▸ **SOURCE**:
--
# Spatial Transformer

Introduced in: [Spatial Transformer Networks](https://arxiv.org/abs/1506.02025)

**Convolutional Neural Networks are still limited by the lack of ability to be spatially invariant to the input data in a computationally and parameter efficient manner.**

This module allows the spatial manipulation of data within the network. This differentiable module can be inserted into existing convolutional architectures, giving neural networks the ability to actively spatially transform feature maps, conditional on the feature map itself, without any extra training supervision or modification to the optimisation process.

**Use of spatial transformers allows modules to learn invariance to translation, scale, rotation and more generic warping.**

![](../../assets/spatial-transformer-networks-1.png)

### Localisation Network

It takes the input feature map and outputs the parameters of the transformation to be applied to the feature map.

**NOTE**: Parameters of the transformation can also be used in trailing layers!

### Parameterised Sampling Grid

The sampling grid consists in defining how the values from the input feature map ($s$ in $U$) are gathered in the output feature map ($t$ in $V$).

![](../../assets/spatial-transformer-networks-2.png)

If the transformation $\mathcal{T}_{\theta}$ is a 2D affine transformation, it is defined as:

$$
\begin{pmatrix}
x_i^s \\
y_i^s
\end{pmatrix} = \mathcal{T}_{\theta}(G_i) = 
\begin{bmatrix}
\theta_{11} & \theta_{12} & \theta_{13} \\
\theta_{21} & \theta_{22} & \theta_{23}
\end{bmatrix}
\begin{pmatrix}
x_i^t \\
y_i^t \\
1
\end{pmatrix}
$$

with $\left(x_i^s, y_i^s\right) \in [-1,1]$ and $\left(x_i^t, y_i^t\right) \in [-1, 1]$.

Another class of transformation can be the attention:

$$
\begin{bmatrix}
\theta_{11} & \theta_{12} & \theta_{13} \\
\theta_{21} & \theta_{22} & \theta_{23}
\end{bmatrix} =
\begin{bmatrix}
s & 0 & t_x \\
0 & s & t_y
\end{bmatrix}
$$

allowing cropping, translation and isotropic scaling by varying $s$, $t_x$ and $t_y$.

Other types of transformation functions are also possible:
- Projective transformation
- 16-point thin plate split transformation ([REF](https://khanhha.github.io/posts/Thin-Plate-Splines-Warping/))
--
▸ **LISTED ENTRIES**:
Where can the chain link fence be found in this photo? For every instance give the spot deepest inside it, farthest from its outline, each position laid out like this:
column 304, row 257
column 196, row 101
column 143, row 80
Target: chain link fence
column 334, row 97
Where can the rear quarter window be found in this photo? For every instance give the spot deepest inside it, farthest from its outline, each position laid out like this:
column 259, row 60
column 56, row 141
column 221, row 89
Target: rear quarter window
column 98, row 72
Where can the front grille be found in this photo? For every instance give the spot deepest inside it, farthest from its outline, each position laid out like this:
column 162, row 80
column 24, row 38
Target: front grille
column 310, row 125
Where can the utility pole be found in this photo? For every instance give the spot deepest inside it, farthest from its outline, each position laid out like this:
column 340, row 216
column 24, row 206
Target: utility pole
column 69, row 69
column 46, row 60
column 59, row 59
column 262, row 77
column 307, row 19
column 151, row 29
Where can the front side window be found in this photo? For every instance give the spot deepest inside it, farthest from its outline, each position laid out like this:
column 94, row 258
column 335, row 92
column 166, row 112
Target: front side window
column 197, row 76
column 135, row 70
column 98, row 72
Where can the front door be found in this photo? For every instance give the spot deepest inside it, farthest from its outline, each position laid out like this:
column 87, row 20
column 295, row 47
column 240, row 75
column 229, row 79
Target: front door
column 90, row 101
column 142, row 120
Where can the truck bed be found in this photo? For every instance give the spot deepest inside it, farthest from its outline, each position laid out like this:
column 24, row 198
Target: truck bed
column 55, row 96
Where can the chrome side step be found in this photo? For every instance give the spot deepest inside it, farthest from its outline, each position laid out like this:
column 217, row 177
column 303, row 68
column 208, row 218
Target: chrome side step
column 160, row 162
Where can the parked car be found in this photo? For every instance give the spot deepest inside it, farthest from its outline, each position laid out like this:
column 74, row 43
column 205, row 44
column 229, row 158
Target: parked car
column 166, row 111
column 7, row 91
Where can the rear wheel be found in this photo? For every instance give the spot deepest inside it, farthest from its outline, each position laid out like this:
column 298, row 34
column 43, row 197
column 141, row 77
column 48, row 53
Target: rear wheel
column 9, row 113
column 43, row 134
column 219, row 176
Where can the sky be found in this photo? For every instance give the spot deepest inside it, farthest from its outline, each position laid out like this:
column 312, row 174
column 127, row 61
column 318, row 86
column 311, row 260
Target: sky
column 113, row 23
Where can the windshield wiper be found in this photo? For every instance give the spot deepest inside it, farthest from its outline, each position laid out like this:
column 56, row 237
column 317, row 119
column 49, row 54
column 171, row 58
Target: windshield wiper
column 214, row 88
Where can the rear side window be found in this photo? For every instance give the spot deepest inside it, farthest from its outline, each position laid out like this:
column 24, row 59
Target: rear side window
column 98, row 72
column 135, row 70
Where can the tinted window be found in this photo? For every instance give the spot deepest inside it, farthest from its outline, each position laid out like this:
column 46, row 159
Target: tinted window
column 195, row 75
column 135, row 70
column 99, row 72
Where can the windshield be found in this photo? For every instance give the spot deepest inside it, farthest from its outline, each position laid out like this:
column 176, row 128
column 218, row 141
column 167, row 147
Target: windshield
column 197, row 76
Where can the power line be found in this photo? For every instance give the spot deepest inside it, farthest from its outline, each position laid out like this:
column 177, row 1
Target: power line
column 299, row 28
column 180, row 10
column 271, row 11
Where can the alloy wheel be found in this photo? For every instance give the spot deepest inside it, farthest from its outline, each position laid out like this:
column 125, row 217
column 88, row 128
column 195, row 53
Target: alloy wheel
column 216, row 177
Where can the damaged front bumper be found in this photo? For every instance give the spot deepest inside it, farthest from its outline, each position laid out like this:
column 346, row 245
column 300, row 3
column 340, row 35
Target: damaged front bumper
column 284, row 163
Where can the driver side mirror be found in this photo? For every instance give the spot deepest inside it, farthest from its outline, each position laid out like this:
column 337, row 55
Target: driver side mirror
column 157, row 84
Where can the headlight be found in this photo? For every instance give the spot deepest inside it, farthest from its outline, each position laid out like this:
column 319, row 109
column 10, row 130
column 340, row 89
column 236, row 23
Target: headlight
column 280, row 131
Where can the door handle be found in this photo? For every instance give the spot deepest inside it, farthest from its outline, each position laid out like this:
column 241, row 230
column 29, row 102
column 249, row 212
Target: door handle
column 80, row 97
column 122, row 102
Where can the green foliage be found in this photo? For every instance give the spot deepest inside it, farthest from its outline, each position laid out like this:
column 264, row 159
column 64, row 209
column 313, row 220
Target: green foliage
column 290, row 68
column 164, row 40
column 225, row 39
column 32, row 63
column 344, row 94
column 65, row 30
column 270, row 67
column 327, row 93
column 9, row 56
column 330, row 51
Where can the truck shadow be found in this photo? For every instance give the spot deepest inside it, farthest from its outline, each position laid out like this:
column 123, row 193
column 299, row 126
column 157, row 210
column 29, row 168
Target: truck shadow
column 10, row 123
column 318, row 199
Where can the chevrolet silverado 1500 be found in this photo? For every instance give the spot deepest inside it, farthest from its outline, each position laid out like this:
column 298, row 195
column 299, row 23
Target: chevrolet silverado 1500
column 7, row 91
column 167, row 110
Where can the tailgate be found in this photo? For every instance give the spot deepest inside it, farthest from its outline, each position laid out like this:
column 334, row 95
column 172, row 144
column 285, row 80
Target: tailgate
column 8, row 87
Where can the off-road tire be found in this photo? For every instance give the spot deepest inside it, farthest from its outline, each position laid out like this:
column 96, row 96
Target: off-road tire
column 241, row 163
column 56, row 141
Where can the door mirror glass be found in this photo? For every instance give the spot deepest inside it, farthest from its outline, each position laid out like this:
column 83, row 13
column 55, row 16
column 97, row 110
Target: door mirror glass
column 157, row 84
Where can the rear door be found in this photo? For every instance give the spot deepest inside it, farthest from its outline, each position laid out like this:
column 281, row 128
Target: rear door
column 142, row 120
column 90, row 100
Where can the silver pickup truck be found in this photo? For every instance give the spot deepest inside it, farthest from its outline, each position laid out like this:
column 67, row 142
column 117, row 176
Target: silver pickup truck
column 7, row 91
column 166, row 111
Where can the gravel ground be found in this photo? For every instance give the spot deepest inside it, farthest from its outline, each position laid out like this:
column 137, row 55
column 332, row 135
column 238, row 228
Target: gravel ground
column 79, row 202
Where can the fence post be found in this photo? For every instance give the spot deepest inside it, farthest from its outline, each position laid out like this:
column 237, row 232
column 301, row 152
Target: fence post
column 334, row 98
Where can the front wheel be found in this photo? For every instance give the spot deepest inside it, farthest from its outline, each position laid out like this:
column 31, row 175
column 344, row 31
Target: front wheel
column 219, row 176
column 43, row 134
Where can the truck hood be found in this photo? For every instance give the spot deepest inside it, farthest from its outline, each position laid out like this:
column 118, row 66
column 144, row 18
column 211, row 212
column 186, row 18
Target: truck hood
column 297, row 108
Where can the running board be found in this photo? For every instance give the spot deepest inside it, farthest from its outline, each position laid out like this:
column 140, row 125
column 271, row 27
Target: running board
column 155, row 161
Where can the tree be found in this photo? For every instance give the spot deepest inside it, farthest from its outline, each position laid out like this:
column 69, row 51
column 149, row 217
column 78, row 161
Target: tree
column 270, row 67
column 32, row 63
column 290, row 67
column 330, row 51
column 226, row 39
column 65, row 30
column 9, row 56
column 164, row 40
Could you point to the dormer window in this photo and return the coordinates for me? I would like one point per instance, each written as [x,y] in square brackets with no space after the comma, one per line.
--
▸ **TASK REQUIREMENTS**: Carry on the spatial transformer page, picking up right after its final line. The items have no connection to the spatial transformer page.

▸ **RESPONSE**:
  - **Well adapted to reduce error for elastical deformations**

### Differentiable Image Sampling

To perform a spatial transformation of the input feature map, a sampler must take the set of sampling points $\mathcal{T}_\theta(G_i)$, along with the input feature map $U$ and produce the sampled output feature map $V$:

$$
V_i^c = \sum_n^H \sum_m^W U_{nm}^c k\left(x_i^s-m; \Phi_x\right)k\left(y_i^s-n; \Phi_n\right) \quad \forall i \in [1 \dots H'W'] \quad \forall c \in [1 \dots C]
$$

where:
- $\Phi_x$ and $\Phi_y$ are the parameters of a generic sampling kernel $k()$ which defined the input feature map (i.e. image) interpolation
- $U_{nm}^c$ is the value at location $(n, m)$ in channel $c$
- $V_i^c$ is the output value for pixel $i$ at location $\left(x_i^t, y_i^t\right)$ in channel $c$

**NOTE**: The sampling is similar for each channel.

### Integer sampling

This sampling kernel equates to just copying the value at the nearest pixel in the input feature map.

$$
V_i^c = \sum_n^H \sum_m^W U_{nm}^c \delta \left( \left\lfloor x_i^s + 0.5 \right\rfloor - m \right) \delta \left( \left\lfloor y_i^s + 0.5 \right\rfloor - m \right)
$$

where:
- $\left\lfloor x_i^s + 0.5 \right\rfloor$ rounds $x$ to the nearest integer
- $\delta()$ is the Kronecker delta function (output 1 if $x == 0$ 0 otherwise)

### Bilinear sampling

This sampling kernel get the weighted sum of values at surrounding pixels in the input feature map.

$$
V_i^c = \sum_n^H \sum_m^W U_{nm}^c \max(0, 1 - \left \vert x_i^s - m \right \vert ) \max(0, 1 - \left \vert y_i^s - m \right \vert )
$$

## Code

None.